### DIRECTIVE
Your task is to retype each line of the data below exactly.
***** MATERIAL FOR THIS TASK
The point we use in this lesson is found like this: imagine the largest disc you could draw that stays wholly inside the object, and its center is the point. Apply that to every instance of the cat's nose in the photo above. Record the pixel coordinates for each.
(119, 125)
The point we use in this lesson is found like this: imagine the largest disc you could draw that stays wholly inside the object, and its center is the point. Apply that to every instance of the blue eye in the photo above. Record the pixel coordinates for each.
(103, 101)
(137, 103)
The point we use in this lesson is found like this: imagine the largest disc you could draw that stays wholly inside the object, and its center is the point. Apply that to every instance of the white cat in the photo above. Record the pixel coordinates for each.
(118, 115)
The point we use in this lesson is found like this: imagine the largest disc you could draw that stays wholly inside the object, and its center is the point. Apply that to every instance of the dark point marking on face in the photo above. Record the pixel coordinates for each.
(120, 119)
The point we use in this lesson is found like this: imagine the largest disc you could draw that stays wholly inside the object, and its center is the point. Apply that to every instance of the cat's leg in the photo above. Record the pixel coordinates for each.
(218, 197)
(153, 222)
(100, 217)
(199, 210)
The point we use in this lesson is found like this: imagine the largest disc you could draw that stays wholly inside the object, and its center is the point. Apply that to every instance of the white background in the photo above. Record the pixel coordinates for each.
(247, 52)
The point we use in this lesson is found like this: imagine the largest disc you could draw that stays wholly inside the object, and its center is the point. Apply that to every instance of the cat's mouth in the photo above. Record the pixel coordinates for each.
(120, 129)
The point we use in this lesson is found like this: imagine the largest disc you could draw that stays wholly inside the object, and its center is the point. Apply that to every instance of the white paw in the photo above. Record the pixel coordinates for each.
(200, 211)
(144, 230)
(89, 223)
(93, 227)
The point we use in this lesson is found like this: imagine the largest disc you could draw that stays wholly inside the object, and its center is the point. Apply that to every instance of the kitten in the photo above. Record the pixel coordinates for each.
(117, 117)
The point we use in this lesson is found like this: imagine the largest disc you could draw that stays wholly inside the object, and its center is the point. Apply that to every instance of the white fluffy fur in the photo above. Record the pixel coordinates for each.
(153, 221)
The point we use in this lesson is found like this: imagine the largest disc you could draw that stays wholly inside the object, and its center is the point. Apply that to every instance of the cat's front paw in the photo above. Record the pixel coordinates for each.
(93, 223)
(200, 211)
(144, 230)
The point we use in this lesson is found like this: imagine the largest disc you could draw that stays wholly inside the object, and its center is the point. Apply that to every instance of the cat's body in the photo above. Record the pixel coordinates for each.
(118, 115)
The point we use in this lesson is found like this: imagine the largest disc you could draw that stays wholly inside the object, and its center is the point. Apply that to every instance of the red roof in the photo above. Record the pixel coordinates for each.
**********
### FINAL ANSWER
The point we use in this lesson is found like this: imagine the largest disc you could draw that stays wholly inside the object, and its center is the point. Apply that to every instance of the cat's nose in the photo above. Record the pixel coordinates for each.
(119, 125)
The point we use in this lesson is found like this: imagine the largest disc you could draw that stays wholly inside the object, and its center is the point. Apply that to every instance of the blue eye in the photo above. Record the pixel coordinates for each.
(103, 101)
(137, 103)
The point we use in this lesson is found like this: imagine the largest disc you could draw that stays wholly inside the object, and its center is the point. Apply that to every instance of the white cat in the photo above. Record the pixel coordinates for each.
(118, 115)
The point we use in this lesson is found like this: imagine the largest disc you could draw that stays wholly inside the object, and its center is the point. Apply that to every instance of the dark point marking on face in the photo above. Record the pixel coordinates for each.
(120, 119)
The point we use in this lesson is found like this: imagine the largest disc you could draw that stays wholly inside the object, and its center is the point. Apply that to every instance of the cat's leg in the photo above. Record the pixel coordinates for each.
(218, 197)
(153, 222)
(100, 217)
(199, 210)
The point we use in this lesson is found like this: imagine the largest disc you could draw that stays wholly inside the object, and its center is the point. Apply that to every instance of the white background in the photo above. Record the pixel coordinates for each.
(247, 52)
The point we use in this lesson is found like this: imagine the largest disc you could draw that stays wholly inside the object, and its center is the point. Apply that to every instance of the cat's mouth in the photo above. Record the pixel coordinates for each.
(120, 129)
The point we use in this lesson is found like this: imagine the largest disc you could draw that stays wholly inside the object, and its center is the point. Apply that to every instance of the white paw in the photo above. Record the pixel coordinates for each.
(200, 211)
(144, 230)
(89, 223)
(93, 227)
The point we use in this lesson is found like this: imagine the largest disc you could draw that stays wholly inside the object, and its center is the point. Apply that to every instance of the kitten in the photo above. Record the pixel coordinates for each.
(117, 117)
The point we use in this lesson is found like this: imagine the largest disc you could draw that stays wholly inside the object, and its center is the point. Apply that to every instance of the white fluffy fur in the photo above. Record the pixel coordinates for each.
(153, 221)
The point we use in this lesson is found like this: imagine the largest disc you could draw that stays wholly inside the object, and its center is the point. Apply that to every instance of the cat's front paw in the photo above. Record the pixel coordinates for each.
(93, 223)
(200, 211)
(144, 230)
The point we use in this lesson is found like this: imagine the largest disc you could draw that stays wholly inside the object, and its center is the point. Apply that to every instance of the cat's body in the photo above. Record the pixel coordinates for each.
(118, 115)
The point we use in this lesson is found like this: imagine the largest disc you could draw that stays wholly inside the object, and its center is the point. Apply that to every instance of the red roof in the photo above. Record the pixel coordinates for each.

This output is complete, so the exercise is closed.